Identity Dixie
September 10, 2017
William F. Buckley was responsible for moving National Review away from its early stalwarts, such as Joe Sobran, Sam Francis, John O’Sullivan, Peter Brimelow and other nationalist and anti-immigration authors. He was largely silent during the gross attacks on Mel Bradford by Norman Podhoretz and his crew when Bradford was nominated by Reagan to head the NEH in 1980. He publicly attacked Pat Buchanan and Joe Sobran in the book-length screed, “In Search of Anti-Semitism”.
Below are a series of quotes from rightwing intellectuals on Buckley’s betrayals and purges, as well as, the decline of National Review.
With a friend like this, who needs enemies?
Joe Sobran on Bill Buckley: “His conservatism is a conservatism of image, show business, public relations, stock mannerisms; big words, anfractuous grammar, repetitious Latinisms, implying a depth that isn’t there.”

__DATA EXCERPTS__:
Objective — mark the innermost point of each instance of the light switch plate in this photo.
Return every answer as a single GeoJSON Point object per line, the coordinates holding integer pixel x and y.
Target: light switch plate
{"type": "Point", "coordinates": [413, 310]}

---

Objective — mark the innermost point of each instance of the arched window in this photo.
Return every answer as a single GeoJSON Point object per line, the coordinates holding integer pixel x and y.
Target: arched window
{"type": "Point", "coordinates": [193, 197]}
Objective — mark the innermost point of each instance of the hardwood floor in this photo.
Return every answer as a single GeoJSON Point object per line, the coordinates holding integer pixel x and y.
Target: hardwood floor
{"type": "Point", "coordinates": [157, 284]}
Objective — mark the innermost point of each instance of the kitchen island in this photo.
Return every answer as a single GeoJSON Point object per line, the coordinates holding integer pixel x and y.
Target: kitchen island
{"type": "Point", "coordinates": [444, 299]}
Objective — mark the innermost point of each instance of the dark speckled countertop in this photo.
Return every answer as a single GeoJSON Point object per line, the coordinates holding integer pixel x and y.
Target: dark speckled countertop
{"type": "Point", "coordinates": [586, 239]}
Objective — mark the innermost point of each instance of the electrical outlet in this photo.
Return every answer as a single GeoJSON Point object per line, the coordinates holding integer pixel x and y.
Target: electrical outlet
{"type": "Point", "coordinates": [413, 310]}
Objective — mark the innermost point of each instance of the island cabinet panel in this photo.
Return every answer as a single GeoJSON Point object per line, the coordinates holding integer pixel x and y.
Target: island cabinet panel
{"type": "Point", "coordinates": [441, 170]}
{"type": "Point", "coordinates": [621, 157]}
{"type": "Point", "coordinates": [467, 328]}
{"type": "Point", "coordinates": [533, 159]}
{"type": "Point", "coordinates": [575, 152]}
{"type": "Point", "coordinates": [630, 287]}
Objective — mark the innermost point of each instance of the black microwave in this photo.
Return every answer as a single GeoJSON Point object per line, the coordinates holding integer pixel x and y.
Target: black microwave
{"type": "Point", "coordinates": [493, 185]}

__OBJECTIVES__:
• a. In two sentences, summarize the Buckley text.
• b. Update the part of the Buckley text that opens with "Identity Dixie" and closes with "who needs enemies?", putting "polemic" in place of "screed".

__OUTPUTS BY TASK__:
• a. The text says William F. Buckley moved National Review away from its early nationalist and anti-immigration writers, stayed largely silent while Norman Podhoretz and his crew attacked Mel Bradford, and publicly attacked Pat Buchanan and Joe Sobran in "In Search of Anti-Semitism." It then offers quotes from rightwing intellectuals on Buckley's betrayals and purges and on the magazine's decline, among them Sobran's claim that Buckley's conservatism is one of image that implies a depth that isn't there.

• b.
Identity Dixie
September 10, 2017
William F. Buckley was responsible for moving National Review away from its early stalwarts, such as Joe Sobran, Sam Francis, John O’Sullivan, Peter Brimelow and other nationalist and anti-immigration authors. He was largely silent during the gross attacks on Mel Bradford by Norman Podhoretz and his crew when Bradford was nominated by Reagan to head the NEH in 1980. He publicly attacked Pat Buchanan and Joe Sobran in the book-length polemic, “In Search of Anti-Semitism”.
Below are a series of quotes from rightwing intellectuals on Buckley’s betrayals and purges, as well as, the decline of National Review.
With a friend like this, who needs enemies?